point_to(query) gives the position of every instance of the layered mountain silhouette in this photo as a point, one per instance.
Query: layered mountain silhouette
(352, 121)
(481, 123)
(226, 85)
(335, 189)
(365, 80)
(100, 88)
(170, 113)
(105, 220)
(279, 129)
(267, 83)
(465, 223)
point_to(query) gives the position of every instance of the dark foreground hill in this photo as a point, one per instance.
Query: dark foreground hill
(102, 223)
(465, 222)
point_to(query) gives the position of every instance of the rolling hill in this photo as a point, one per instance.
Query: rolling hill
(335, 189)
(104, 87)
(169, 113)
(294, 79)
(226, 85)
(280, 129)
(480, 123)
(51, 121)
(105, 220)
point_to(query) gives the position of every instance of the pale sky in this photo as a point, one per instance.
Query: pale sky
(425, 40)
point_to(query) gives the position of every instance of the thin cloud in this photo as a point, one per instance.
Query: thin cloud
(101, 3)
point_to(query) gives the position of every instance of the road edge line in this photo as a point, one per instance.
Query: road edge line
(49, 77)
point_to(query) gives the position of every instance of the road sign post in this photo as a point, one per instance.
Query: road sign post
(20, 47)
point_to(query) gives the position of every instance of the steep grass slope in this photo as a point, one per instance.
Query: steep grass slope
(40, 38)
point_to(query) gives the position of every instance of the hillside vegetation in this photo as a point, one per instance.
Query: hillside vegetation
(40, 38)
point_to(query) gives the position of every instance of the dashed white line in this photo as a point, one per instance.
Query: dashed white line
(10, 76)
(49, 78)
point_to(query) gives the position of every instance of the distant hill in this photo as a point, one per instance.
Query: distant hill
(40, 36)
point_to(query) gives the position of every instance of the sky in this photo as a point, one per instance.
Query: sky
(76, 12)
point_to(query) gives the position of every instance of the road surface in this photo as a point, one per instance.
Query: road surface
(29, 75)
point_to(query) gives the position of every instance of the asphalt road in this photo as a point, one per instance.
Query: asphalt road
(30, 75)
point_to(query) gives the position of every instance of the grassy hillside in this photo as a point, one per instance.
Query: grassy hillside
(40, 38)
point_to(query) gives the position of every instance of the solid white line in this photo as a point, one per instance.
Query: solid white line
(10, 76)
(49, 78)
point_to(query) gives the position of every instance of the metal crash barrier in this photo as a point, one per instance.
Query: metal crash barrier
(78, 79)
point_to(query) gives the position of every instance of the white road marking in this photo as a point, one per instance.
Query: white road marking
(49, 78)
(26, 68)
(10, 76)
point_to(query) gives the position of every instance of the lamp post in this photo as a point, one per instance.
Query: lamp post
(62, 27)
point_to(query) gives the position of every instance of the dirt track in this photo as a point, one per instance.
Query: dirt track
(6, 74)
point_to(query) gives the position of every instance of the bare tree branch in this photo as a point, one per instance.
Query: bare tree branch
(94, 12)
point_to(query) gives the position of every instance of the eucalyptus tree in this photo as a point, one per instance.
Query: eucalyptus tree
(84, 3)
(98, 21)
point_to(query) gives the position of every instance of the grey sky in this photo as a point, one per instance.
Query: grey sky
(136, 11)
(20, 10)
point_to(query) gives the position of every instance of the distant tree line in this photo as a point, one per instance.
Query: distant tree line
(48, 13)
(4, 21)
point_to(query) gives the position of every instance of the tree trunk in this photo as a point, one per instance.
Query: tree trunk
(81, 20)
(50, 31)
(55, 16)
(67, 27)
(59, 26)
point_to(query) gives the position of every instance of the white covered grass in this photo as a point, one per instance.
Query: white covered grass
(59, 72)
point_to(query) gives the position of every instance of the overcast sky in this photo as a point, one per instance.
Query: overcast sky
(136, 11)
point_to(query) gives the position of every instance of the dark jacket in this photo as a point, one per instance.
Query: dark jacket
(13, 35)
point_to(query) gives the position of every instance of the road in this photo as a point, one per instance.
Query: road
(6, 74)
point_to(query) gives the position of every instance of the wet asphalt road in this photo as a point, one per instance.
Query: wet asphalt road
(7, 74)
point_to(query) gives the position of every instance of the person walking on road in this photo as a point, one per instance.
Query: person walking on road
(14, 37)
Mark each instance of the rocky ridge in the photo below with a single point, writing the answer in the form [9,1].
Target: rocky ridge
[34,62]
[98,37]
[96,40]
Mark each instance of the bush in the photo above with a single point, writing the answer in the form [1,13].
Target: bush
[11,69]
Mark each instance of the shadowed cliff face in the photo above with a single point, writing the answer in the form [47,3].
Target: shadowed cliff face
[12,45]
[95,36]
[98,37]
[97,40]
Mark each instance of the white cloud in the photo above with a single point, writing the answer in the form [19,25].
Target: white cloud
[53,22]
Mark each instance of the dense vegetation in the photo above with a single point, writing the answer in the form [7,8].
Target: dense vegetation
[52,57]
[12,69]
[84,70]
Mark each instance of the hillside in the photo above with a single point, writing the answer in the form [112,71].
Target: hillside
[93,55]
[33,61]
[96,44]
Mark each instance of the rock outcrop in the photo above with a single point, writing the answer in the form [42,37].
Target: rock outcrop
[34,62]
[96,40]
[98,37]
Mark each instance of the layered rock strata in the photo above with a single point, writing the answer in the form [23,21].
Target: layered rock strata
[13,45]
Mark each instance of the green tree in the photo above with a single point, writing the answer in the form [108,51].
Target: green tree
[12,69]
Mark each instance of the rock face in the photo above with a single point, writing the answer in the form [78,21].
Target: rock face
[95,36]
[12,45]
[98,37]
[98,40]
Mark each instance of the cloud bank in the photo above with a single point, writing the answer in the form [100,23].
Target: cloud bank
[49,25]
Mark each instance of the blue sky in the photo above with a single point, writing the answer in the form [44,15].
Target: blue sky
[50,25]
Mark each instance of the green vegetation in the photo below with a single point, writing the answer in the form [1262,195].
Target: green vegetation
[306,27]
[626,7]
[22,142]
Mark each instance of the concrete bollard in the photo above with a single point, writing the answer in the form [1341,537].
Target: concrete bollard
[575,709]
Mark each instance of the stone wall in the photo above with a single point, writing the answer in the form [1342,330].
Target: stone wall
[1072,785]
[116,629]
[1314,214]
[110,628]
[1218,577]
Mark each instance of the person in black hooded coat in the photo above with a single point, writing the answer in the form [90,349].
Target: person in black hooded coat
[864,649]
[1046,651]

*DESCRIPTION OF THE TASK*
Repeat every entry word for word.

*TASK RESULT*
point_to(query) gives the position of every instance of the layered mountain silhouette in this photo as a point, one per instance.
Query: layered mountain silhouette
(352, 121)
(481, 123)
(226, 85)
(335, 189)
(365, 80)
(100, 88)
(170, 113)
(105, 220)
(279, 129)
(267, 83)
(465, 223)
point_to(query) gives the position of every instance of the dark foreground hill in this photo as a point, one per instance.
Query: dark foreground hill
(102, 223)
(465, 222)
point_to(query) gives the position of every instance of the rolling hill in this photo as a point, one per instance.
Query: rolling hill
(335, 189)
(104, 87)
(169, 113)
(294, 79)
(226, 85)
(280, 129)
(480, 123)
(51, 121)
(105, 220)
point_to(query) gives the position of every instance of the pale sky in this photo as a point, one per instance.
Query: pale sky
(425, 40)
point_to(query) gives the position of every instance of the thin cloud in this photo as a point, one per instance.
Query: thin cloud
(101, 3)
point_to(query) gives the position of every instance of the road edge line in this photo as a point, one per instance.
Query: road edge line
(49, 77)
point_to(query) gives the position of every instance of the road sign post in this photo as a point, one per instance.
Query: road sign post
(20, 47)
point_to(query) gives the position of every instance of the steep grass slope in this photo as a point, one per instance.
Query: steep grass slope
(40, 38)
point_to(query) gives the position of every instance of the hillside vegetation in this photo as a point, one per instance.
Query: hillside vegetation
(40, 38)
point_to(query) gives the position of every instance of the dashed white line in this photo as a point, one per instance.
Query: dashed white line
(10, 76)
(49, 78)
point_to(query) gives the position of every instance of the distant hill in this photo as a point, one per instance.
Query: distant hill
(40, 36)
point_to(query) gives the position of every instance of the sky in this photo as a point, one per instance.
Query: sky
(76, 12)
point_to(query) gives the position of every instance of the road surface in this photo as a point, one per instance.
Query: road surface
(29, 75)
point_to(query) gives the position of every instance of the asphalt road in this photo as a point, one per instance.
Query: asphalt road
(30, 75)
point_to(query) gives the position of every instance of the grassy hillside in this photo as a point, one per instance.
Query: grassy hillside
(40, 38)
point_to(query) gives the position of every instance of the solid white line in this photo as a point, one per instance.
Query: solid white line
(10, 76)
(49, 78)
point_to(query) gives the position of every instance of the metal crash barrier in this photo as a point, one per instance.
Query: metal crash barrier
(78, 79)
point_to(query) gives the position of every instance of the white road marking in this photo as a point, one per instance.
Query: white road marking
(49, 78)
(26, 68)
(10, 76)
point_to(query) gives the position of every instance of the lamp post in this photo as a point, one per instance.
Query: lamp post
(62, 27)
point_to(query) gives the position of every instance of the dirt track in this photo as a point, one per instance.
Query: dirt track
(6, 74)
point_to(query) gives the position of every instance of the bare tree branch in this photo as a point, one per instance.
Query: bare tree branch
(94, 12)
point_to(query) gives the position of every instance of the eucalyptus tree in this photo as a point, one per instance.
Query: eucalyptus tree
(84, 3)
(98, 21)
point_to(query) gives the position of every instance of the grey sky in this photo as a point, one per instance.
Query: grey sky
(136, 11)
(20, 10)
point_to(query) gives the position of every instance of the distant tree line in this photo as a point, one per instance.
Query: distant tree line
(48, 13)
(4, 21)
point_to(query) gives the position of every instance of the tree trunk in this photo as a point, one per instance.
Query: tree trunk
(81, 20)
(50, 31)
(55, 16)
(67, 27)
(59, 26)
point_to(query) gives the position of every instance of the white covered grass in this photo as a point, one per instance.
Query: white covered grass
(59, 72)
point_to(query) gives the position of every instance of the overcast sky in this photo as a point, one per instance.
Query: overcast sky
(136, 11)
point_to(query) gives the position of every instance of the dark jacket in this photo as a point, one per instance.
Query: dark jacket
(13, 35)
point_to(query) gives the position of every instance of the road in this photo as a point, one per instance.
Query: road
(6, 74)
point_to(query) gives the position of every instance of the wet asphalt road in this photo as a point, one per instance.
Query: wet asphalt road
(7, 74)
point_to(query) gives the position of every instance of the person walking on road in this photo as a point, one per instance.
Query: person walking on road
(14, 37)
Mark each instance of the rocky ridge in the photo below with a single point, writing the answer in the form [9,1].
Target: rocky ridge
[34,62]
[98,37]
[96,40]
Mark each instance of the bush in the photo above with a single point, writing the answer in the form [1,13].
Target: bush
[11,69]
Mark each instance of the shadowed cliff face in the photo above with a single point, writing the answer in the form [47,3].
Target: shadowed cliff face
[12,45]
[95,36]
[98,37]
[97,40]
Mark each instance of the white cloud in the photo above with a single point, writing the answer in the form [19,25].
Target: white cloud
[53,22]
Mark each instance of the dense vegetation in the photo above with a single point, writing the answer in the form [7,8].
Target: dense vegetation
[52,57]
[12,69]
[84,70]
Mark each instance of the hillside in the photo above with a single point, writing the answer in the form [112,71].
Target: hillside
[93,55]
[33,61]
[96,44]
Mark each instance of the rock outcrop in the photo above with a single point, writing the answer in the form [42,37].
Target: rock outcrop
[34,62]
[96,40]
[98,37]
Mark each instance of the layered rock strata in the photo above with a single point, writing the answer in the form [23,21].
Target: layered rock strata
[13,45]
Mark each instance of the green tree in the photo above with a single point, writing the answer in the form [108,51].
Target: green tree
[12,69]
Mark each instance of the rock face in the photo above with a single point, writing the answer in the form [78,21].
Target: rock face
[95,36]
[12,45]
[98,37]
[98,40]
Mark each instance of the cloud bank in the photo above with a single point, writing the answer in the form [100,23].
Target: cloud bank
[49,25]
Mark each instance of the blue sky in the photo above with a single point, writing the answer in the form [44,15].
Target: blue sky
[50,25]
Mark each instance of the green vegetation in the photo below with a single point, writing the answer in the form [1262,195].
Target: green vegetation
[306,27]
[626,7]
[22,142]
Mark each instance of the concrete bollard in the photo above with a single point, writing the answer in the form [1341,537].
Target: concrete bollard
[575,709]
Mark each instance of the stone wall in the photo above with a single point, writing the answer in the form [1342,330].
Target: stone wall
[1072,785]
[116,629]
[1314,214]
[110,628]
[1218,577]
Mark each instance of the person in black hooded coat in the photo above with a single point, writing the answer in the form [90,349].
Target: person in black hooded coat
[864,649]
[1046,651]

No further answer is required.